_RECORDED INFORMATION:_
..........

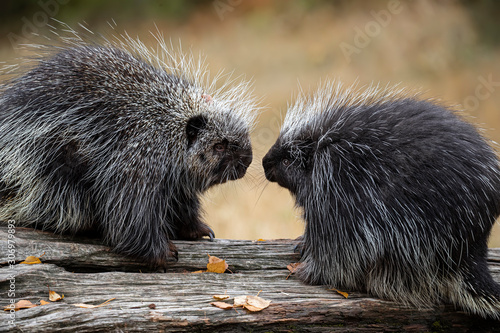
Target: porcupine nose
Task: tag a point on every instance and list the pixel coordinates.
(246, 159)
(268, 168)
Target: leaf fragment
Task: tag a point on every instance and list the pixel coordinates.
(222, 305)
(220, 297)
(22, 304)
(216, 265)
(31, 260)
(54, 297)
(292, 267)
(256, 303)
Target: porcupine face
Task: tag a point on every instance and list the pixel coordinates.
(219, 150)
(290, 164)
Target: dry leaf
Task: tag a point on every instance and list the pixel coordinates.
(293, 268)
(216, 265)
(222, 305)
(220, 297)
(30, 260)
(22, 304)
(54, 297)
(343, 293)
(240, 301)
(90, 306)
(256, 303)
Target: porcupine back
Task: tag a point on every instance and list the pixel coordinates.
(120, 138)
(399, 196)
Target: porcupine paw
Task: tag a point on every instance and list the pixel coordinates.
(196, 232)
(168, 258)
(299, 247)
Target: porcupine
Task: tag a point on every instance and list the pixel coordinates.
(120, 139)
(399, 195)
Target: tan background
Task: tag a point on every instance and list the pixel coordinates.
(448, 48)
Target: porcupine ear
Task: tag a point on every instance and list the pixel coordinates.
(194, 126)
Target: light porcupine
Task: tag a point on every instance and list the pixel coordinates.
(122, 139)
(399, 196)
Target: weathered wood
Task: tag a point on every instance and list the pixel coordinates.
(87, 272)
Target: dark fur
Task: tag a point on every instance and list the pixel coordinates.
(399, 198)
(96, 138)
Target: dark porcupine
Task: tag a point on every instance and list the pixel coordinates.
(122, 140)
(399, 197)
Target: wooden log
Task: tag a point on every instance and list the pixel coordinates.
(177, 300)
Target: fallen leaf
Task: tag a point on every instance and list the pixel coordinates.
(222, 305)
(292, 268)
(90, 306)
(30, 260)
(216, 265)
(240, 301)
(256, 303)
(54, 297)
(22, 304)
(343, 293)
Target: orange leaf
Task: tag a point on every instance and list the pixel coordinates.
(54, 297)
(30, 260)
(216, 265)
(222, 305)
(22, 304)
(240, 301)
(256, 303)
(293, 268)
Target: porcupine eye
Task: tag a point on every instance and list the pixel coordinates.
(219, 147)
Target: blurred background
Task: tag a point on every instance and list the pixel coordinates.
(450, 49)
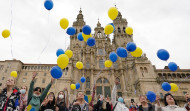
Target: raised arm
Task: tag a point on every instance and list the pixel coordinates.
(114, 93)
(44, 93)
(30, 92)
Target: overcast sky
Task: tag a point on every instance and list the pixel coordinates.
(157, 24)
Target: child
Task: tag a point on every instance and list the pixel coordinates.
(35, 97)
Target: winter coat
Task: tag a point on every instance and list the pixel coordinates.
(62, 106)
(150, 107)
(48, 107)
(120, 107)
(78, 108)
(98, 107)
(36, 101)
(13, 100)
(117, 106)
(170, 108)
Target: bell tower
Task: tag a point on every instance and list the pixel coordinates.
(120, 37)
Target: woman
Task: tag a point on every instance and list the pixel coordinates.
(9, 97)
(23, 98)
(102, 105)
(145, 106)
(62, 101)
(35, 97)
(80, 104)
(49, 103)
(170, 104)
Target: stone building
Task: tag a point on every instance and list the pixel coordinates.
(136, 75)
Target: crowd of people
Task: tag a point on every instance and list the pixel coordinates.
(13, 99)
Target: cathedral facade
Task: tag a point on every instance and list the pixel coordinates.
(136, 75)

..........

_DESCRIPTION OF THE TASK:_ Without the images, write out each line of the data verbatim.

_REPLY TO THE EXERCISE:_
Target: porcupine nose
Task: tag a point on every instance and list the pixel coordinates.
(246, 159)
(268, 168)
Target: leaf fragment
Task: tag a point on every instance and list the pixel coordinates.
(222, 305)
(220, 297)
(22, 304)
(216, 265)
(31, 260)
(54, 297)
(292, 267)
(256, 303)
Target: porcupine face
Task: tag a point on every instance and list the pixel coordinates.
(219, 150)
(290, 164)
Target: dry leaf
Task: tag a point on every instance and list the pixel coordinates.
(293, 268)
(216, 265)
(222, 305)
(220, 297)
(30, 260)
(22, 304)
(54, 297)
(343, 293)
(240, 301)
(90, 306)
(256, 303)
Target: porcupine back
Task: tag a point on every instance and list the pixel coordinates.
(120, 138)
(399, 196)
Target: porcupine paw
Task: tag a point on every instance and list the pixel coordinates.
(196, 232)
(168, 258)
(299, 247)
Target: porcupine
Task: tag a point on every instance and list the pixel coordinates.
(120, 139)
(399, 195)
Target: tan background
Task: tag a point on every instance and list the pixel coordinates.
(448, 48)
Target: porcupine ear
Task: tag a point on every instance and list the pixel coordinates.
(194, 126)
Target: light porcupine
Task: tag a point on every instance and list the pixel coordinates.
(122, 139)
(399, 196)
Target: weathered wood
Task: tag a point on every instance and list the pixel coordinates.
(87, 272)
Target: dark fur
Task: tag a point on every instance and list the pixel coordinates.
(399, 198)
(96, 138)
Target: dark porcupine
Task: tag a point on every instance and list the pixel coordinates.
(122, 140)
(399, 197)
Target: wooden log
Task: tag a point on every instance and list the pixel coordinates.
(177, 300)
Target: fallen leaf
Task: tag a point on every instance and list the pixel coordinates.
(222, 305)
(292, 268)
(90, 306)
(30, 260)
(216, 265)
(240, 301)
(256, 303)
(54, 297)
(22, 304)
(343, 293)
Target: orange leaf
Task: tag a point on every instance and list the pixel coordinates.
(54, 297)
(30, 260)
(216, 265)
(222, 305)
(22, 304)
(240, 301)
(256, 303)
(293, 268)
Target: porcupine eye
Task: tag a point on every instance and list the pixel coordinates.
(219, 147)
Target: blurred background
Task: tag a point on every instance and list the pixel coordinates.
(450, 49)
Target: raised arm
Task: tag a point on every instance and list the pixel coordinates.
(114, 93)
(44, 93)
(30, 92)
Target: overcast sky
Task: tag a point on every instance and list the pixel coordinates.
(157, 24)
Target: child
Task: tag a point on every instance and list the pixel coordinates.
(35, 97)
Target: winter coat
Task: tag a point on every instance and list the pixel coordinates.
(62, 106)
(150, 107)
(48, 107)
(120, 107)
(78, 108)
(98, 107)
(36, 101)
(13, 100)
(117, 106)
(170, 108)
Target: bell tower
Task: tag a point on every instance and list the pixel coordinates.
(120, 37)
Target: woman
Task: tag a point on every instance and list the pixel coordinates.
(9, 97)
(23, 98)
(102, 105)
(145, 106)
(62, 101)
(35, 97)
(80, 104)
(49, 103)
(170, 104)
Target: stone building
Task: tag a point on every instance and list the pixel coordinates.
(136, 75)
Target: crowd of people
Task: tag a point on every instance and list the pixel coordinates.
(13, 99)
Target: cathedral facade
Task: tag a point on every instance and list the pixel coordinates.
(136, 75)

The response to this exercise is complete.